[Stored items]
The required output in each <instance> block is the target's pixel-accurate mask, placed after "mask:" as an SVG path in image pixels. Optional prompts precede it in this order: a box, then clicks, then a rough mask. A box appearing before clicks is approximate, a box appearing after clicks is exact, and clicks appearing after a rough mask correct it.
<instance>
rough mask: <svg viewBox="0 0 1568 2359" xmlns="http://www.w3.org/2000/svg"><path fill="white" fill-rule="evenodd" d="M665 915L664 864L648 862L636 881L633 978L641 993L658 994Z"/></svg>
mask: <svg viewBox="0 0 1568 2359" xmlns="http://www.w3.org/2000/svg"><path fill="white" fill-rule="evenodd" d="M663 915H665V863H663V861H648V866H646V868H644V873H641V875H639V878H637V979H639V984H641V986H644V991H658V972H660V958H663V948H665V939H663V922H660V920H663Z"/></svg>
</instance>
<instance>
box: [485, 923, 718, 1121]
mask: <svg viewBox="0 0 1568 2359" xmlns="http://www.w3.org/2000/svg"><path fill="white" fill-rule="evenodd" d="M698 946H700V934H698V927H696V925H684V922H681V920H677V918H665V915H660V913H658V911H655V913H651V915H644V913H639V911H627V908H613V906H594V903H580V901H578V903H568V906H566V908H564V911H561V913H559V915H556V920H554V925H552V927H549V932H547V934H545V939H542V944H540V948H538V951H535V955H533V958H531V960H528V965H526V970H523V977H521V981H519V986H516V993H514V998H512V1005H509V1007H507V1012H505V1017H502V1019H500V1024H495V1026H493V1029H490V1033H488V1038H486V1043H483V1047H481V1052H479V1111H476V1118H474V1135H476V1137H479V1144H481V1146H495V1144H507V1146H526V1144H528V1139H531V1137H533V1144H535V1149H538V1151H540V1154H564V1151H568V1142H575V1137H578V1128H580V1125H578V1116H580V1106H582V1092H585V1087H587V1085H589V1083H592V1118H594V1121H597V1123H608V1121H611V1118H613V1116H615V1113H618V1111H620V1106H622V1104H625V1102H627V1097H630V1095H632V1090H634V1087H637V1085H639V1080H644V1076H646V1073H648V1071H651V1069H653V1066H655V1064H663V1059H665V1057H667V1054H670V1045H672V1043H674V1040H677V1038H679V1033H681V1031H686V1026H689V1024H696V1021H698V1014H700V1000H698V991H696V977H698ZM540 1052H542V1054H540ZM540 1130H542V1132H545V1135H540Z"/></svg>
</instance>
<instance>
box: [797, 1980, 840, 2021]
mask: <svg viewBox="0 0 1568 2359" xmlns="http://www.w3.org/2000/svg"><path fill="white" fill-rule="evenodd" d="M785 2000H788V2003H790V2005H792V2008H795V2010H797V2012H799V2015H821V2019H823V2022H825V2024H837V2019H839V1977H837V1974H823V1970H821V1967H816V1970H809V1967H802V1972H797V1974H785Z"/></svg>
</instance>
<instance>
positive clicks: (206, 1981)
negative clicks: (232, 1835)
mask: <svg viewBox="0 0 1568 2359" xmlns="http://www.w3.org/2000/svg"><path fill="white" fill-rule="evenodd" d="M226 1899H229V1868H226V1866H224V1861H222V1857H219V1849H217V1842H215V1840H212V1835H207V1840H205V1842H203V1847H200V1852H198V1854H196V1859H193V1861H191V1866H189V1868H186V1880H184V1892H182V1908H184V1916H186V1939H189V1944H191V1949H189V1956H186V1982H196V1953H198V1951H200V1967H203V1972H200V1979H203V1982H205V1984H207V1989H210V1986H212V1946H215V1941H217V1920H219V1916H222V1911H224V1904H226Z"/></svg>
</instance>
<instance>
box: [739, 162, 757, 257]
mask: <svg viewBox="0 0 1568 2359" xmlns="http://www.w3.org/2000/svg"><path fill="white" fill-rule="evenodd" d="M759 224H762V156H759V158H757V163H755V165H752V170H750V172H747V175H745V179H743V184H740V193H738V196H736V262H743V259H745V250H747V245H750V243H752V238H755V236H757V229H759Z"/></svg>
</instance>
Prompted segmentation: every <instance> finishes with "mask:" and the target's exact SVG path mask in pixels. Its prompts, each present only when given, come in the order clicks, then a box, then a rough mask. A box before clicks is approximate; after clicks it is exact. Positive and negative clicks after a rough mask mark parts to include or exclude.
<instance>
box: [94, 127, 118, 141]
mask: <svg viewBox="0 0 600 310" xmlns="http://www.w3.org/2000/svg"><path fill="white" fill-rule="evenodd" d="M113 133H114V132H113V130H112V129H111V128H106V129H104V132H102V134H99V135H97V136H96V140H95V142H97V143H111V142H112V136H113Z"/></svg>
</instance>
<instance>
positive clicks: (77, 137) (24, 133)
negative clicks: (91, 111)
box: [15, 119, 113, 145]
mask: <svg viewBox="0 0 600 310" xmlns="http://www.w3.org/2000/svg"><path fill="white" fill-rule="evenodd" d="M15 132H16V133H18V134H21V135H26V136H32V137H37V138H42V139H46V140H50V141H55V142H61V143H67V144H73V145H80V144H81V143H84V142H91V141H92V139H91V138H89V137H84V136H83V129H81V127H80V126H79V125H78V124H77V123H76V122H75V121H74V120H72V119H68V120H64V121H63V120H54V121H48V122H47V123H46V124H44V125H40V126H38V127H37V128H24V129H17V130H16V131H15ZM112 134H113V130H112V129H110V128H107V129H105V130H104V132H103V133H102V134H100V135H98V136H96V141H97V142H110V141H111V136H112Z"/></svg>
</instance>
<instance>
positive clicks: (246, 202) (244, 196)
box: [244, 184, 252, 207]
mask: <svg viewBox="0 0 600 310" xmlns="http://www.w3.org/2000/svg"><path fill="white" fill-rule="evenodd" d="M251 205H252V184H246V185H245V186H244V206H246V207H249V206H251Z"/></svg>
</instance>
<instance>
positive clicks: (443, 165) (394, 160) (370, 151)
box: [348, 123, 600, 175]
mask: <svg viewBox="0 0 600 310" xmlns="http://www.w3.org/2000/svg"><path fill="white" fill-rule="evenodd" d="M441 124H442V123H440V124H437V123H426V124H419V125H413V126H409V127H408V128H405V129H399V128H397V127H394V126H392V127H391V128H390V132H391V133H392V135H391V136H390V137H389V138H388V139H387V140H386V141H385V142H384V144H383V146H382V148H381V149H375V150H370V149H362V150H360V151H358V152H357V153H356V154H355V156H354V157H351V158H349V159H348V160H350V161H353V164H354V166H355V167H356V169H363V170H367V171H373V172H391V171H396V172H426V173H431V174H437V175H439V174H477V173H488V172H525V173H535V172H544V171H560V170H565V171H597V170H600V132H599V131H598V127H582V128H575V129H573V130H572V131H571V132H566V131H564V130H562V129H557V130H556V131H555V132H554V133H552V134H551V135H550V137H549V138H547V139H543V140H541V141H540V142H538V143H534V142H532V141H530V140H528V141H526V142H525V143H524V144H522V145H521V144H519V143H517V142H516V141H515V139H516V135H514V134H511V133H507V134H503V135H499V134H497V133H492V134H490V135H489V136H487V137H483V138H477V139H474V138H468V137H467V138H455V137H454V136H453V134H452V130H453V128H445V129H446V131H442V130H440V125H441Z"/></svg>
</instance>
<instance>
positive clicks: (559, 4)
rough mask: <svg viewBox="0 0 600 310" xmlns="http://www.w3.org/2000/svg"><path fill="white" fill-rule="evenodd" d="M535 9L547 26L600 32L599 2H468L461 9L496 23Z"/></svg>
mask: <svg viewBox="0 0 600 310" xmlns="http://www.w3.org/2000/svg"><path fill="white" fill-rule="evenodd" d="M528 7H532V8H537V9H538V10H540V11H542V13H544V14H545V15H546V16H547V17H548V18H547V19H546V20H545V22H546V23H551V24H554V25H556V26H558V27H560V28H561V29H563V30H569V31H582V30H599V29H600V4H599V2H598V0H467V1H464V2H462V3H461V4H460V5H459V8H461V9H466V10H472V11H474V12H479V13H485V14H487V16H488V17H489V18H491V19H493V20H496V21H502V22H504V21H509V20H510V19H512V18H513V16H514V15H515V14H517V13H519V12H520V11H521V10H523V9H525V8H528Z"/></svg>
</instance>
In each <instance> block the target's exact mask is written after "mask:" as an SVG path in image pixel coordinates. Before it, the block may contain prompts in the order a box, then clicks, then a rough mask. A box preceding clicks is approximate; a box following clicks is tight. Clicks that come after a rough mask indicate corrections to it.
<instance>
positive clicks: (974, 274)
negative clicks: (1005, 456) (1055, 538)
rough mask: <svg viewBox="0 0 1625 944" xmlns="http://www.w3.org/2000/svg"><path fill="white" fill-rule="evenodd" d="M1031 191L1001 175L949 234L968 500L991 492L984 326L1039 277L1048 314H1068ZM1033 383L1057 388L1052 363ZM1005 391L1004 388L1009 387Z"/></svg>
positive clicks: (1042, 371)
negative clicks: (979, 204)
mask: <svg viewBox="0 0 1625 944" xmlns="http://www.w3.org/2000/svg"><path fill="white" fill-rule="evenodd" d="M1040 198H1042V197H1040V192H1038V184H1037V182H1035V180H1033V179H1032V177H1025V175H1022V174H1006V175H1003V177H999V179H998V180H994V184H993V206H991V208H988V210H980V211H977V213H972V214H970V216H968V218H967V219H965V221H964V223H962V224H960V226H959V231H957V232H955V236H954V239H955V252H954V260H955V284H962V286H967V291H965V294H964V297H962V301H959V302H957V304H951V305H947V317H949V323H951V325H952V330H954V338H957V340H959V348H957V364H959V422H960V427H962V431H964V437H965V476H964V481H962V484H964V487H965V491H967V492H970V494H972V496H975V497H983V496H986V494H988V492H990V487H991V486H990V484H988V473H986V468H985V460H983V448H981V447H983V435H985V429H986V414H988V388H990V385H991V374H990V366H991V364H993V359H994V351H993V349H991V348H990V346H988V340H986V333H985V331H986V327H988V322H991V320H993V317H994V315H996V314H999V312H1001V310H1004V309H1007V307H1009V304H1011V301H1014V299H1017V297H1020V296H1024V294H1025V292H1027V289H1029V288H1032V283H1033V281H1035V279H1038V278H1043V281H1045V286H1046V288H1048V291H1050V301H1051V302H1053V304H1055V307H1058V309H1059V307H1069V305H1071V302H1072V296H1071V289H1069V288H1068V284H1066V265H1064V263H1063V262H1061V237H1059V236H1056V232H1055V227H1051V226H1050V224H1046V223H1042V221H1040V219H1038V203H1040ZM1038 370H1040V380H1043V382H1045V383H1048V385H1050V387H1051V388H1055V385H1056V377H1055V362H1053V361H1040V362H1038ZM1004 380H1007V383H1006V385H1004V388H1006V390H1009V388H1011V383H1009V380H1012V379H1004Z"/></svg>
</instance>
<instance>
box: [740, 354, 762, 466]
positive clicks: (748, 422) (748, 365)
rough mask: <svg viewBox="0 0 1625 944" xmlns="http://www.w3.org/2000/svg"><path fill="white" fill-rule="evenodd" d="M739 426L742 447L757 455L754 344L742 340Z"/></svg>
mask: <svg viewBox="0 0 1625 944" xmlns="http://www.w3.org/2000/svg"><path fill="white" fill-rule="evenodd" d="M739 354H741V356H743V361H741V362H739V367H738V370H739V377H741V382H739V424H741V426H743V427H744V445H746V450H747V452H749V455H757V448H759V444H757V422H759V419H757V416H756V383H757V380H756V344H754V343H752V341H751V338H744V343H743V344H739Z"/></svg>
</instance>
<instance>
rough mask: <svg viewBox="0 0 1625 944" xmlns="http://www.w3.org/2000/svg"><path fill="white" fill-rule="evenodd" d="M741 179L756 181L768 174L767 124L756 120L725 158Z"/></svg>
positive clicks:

- What the exercise asks:
Copy out every line of the material above that contains the string "each". Case counts.

- Answer section:
The required output in each <instance> block is the target's pixel-accurate mask, placed after "mask:" as an SVG path in image pixels. Optional prompts precede it in this order: a box, then clicks, then a rough mask. A box appearing before clicks is approximate, a box appearing after clicks is exact, and clicks appearing after a rough mask correct it.
Prompted segmentation: every <instance> finishes with "mask:" and the target's exact SVG path mask in pixels. Its prompts, each present only when given, come in the order clicks, then a box, then a rough mask. A box before clicks is approximate; after clicks it is exact. Positive and negative clicks after a rough mask mark parts to include or exclude.
In each <instance> block the target's exact mask is written after "mask:" as an SVG path in image pixel coordinates. Before it, the block may contain prompts in the order a box, then clicks, then a rough mask. A box preceding clicks is approximate; a box following clicks is tight. Clicks that come after a rough mask indicate corrections to it.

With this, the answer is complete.